◆ **Directive**
Report how many lines of the material below contain the string "field", matching case exactly. Give only the number.

◆ **Supplied material**
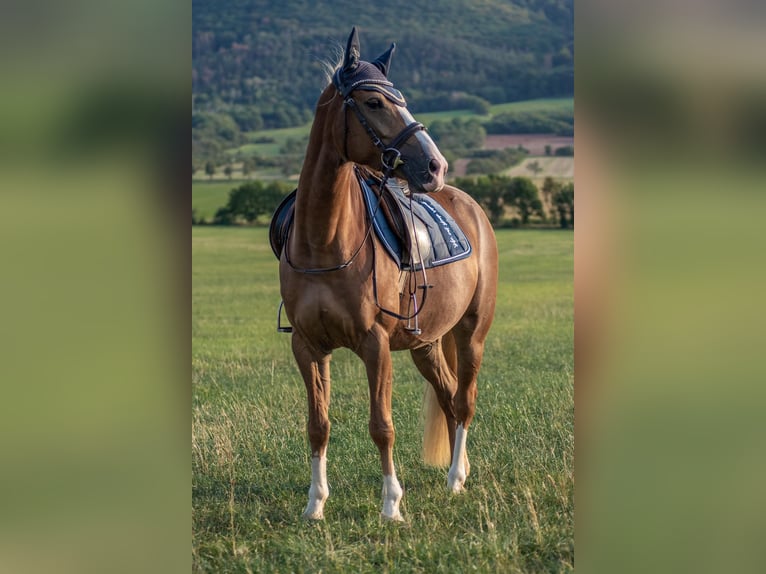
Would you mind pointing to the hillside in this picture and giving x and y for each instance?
(258, 64)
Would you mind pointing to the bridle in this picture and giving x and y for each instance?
(390, 158)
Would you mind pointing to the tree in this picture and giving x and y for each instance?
(488, 191)
(248, 166)
(564, 201)
(252, 199)
(549, 190)
(522, 194)
(534, 167)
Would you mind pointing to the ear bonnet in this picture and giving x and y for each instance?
(355, 74)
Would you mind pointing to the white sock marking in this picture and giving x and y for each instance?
(319, 491)
(457, 473)
(392, 495)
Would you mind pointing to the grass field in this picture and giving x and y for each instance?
(250, 463)
(208, 196)
(280, 136)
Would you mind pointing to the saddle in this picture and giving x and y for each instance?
(415, 230)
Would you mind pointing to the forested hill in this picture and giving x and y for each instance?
(259, 61)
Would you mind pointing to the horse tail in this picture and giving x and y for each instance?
(436, 447)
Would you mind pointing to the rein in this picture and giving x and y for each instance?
(390, 158)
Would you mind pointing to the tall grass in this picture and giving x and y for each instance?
(251, 467)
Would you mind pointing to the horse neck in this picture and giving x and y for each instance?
(329, 214)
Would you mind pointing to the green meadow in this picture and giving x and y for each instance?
(251, 459)
(280, 136)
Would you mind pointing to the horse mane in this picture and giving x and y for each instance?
(330, 67)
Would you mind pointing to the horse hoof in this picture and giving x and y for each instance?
(456, 489)
(313, 514)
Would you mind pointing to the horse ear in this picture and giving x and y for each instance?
(351, 57)
(383, 62)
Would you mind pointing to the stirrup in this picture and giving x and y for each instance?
(280, 328)
(414, 329)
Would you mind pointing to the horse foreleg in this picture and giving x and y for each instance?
(377, 358)
(315, 369)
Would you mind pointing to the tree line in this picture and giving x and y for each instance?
(507, 201)
(260, 65)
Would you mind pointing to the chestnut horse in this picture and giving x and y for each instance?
(337, 293)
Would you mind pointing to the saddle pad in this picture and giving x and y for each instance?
(447, 242)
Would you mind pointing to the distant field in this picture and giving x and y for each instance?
(556, 167)
(250, 455)
(207, 197)
(281, 135)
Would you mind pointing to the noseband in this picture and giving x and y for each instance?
(390, 156)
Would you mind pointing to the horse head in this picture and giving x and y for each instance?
(378, 130)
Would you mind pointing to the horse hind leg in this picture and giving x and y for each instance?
(469, 338)
(437, 363)
(315, 369)
(376, 355)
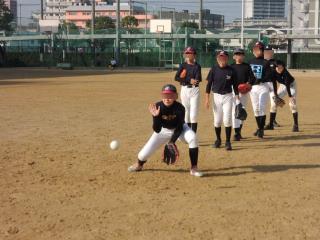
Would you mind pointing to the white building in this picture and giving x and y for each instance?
(264, 9)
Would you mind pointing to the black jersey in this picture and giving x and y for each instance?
(244, 72)
(286, 79)
(261, 70)
(193, 71)
(171, 117)
(222, 80)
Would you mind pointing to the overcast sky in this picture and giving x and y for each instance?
(231, 9)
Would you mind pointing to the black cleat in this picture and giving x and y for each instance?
(295, 128)
(260, 133)
(228, 146)
(217, 144)
(275, 124)
(268, 127)
(237, 137)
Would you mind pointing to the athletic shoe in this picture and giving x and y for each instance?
(228, 146)
(217, 144)
(260, 133)
(195, 172)
(135, 168)
(268, 127)
(275, 124)
(237, 137)
(295, 128)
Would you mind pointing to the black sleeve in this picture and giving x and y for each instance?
(177, 132)
(251, 76)
(234, 82)
(210, 81)
(177, 77)
(198, 74)
(288, 80)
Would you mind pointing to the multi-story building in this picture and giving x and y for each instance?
(79, 14)
(264, 8)
(305, 20)
(209, 20)
(12, 5)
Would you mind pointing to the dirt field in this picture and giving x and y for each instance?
(60, 180)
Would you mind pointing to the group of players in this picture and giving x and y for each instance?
(173, 120)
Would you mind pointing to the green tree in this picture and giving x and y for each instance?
(101, 23)
(129, 23)
(190, 25)
(5, 17)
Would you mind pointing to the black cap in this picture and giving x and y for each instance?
(222, 53)
(169, 88)
(238, 51)
(268, 47)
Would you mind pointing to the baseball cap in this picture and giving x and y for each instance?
(222, 53)
(238, 51)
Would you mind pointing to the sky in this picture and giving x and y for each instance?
(231, 9)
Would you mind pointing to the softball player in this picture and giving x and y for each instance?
(268, 55)
(168, 125)
(244, 75)
(287, 85)
(260, 89)
(221, 80)
(189, 76)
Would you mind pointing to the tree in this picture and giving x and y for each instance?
(129, 23)
(101, 23)
(190, 25)
(5, 17)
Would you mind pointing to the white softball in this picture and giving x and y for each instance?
(114, 145)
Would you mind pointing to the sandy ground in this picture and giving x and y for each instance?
(60, 180)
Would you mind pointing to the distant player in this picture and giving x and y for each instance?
(268, 55)
(221, 81)
(244, 74)
(287, 85)
(260, 88)
(168, 125)
(189, 76)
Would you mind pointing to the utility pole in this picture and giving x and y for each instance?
(117, 50)
(93, 48)
(289, 53)
(200, 14)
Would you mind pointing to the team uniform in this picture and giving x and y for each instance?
(244, 74)
(287, 85)
(168, 127)
(222, 82)
(260, 89)
(190, 94)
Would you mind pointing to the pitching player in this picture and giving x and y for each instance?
(169, 126)
(268, 55)
(244, 74)
(260, 88)
(287, 85)
(189, 76)
(221, 81)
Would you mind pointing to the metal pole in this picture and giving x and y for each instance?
(117, 53)
(93, 15)
(242, 22)
(289, 53)
(200, 14)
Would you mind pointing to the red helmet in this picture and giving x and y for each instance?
(259, 45)
(189, 50)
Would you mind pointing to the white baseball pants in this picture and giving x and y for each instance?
(190, 99)
(259, 95)
(157, 139)
(222, 109)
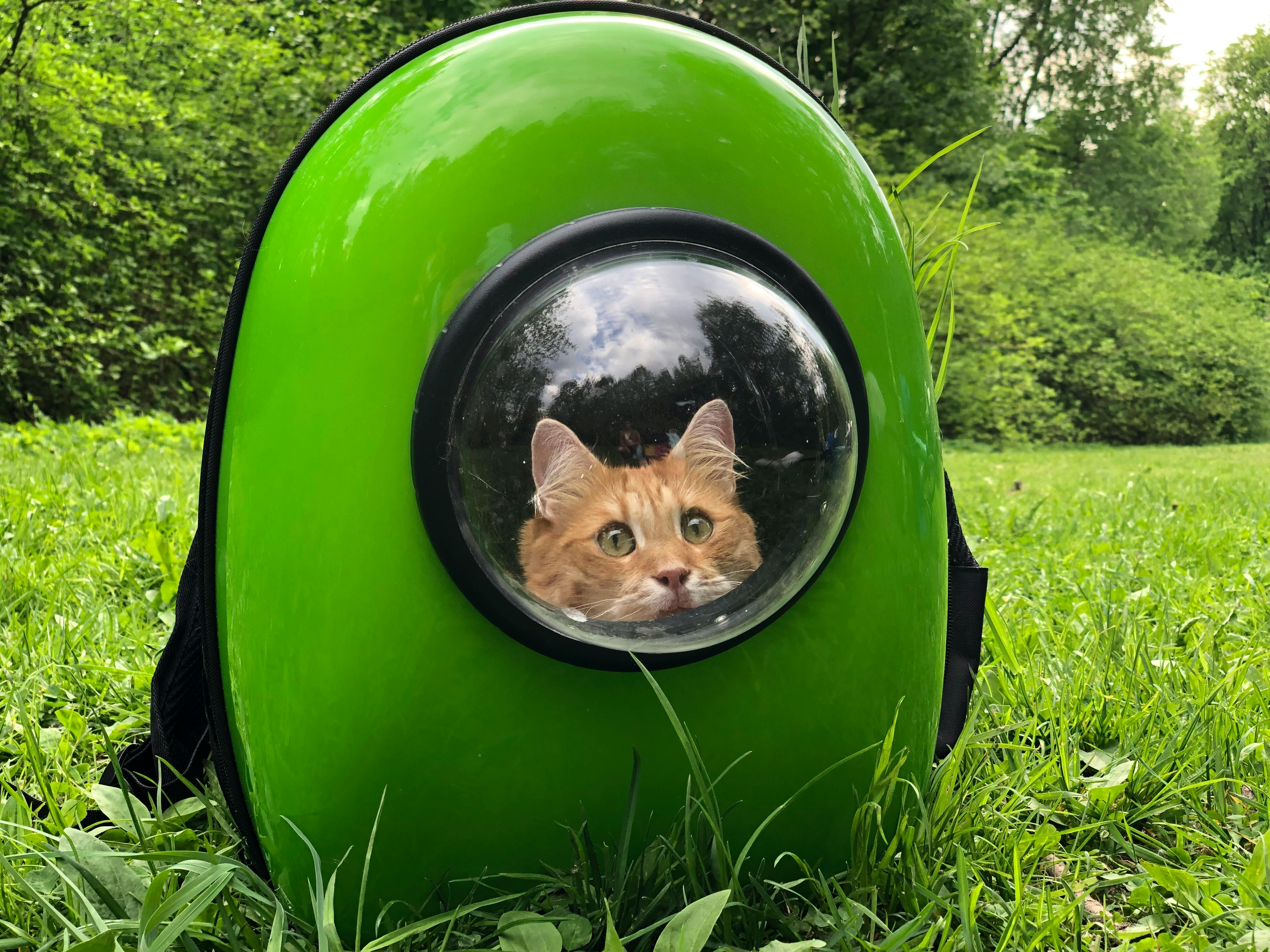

◆ **Response to this exercise**
3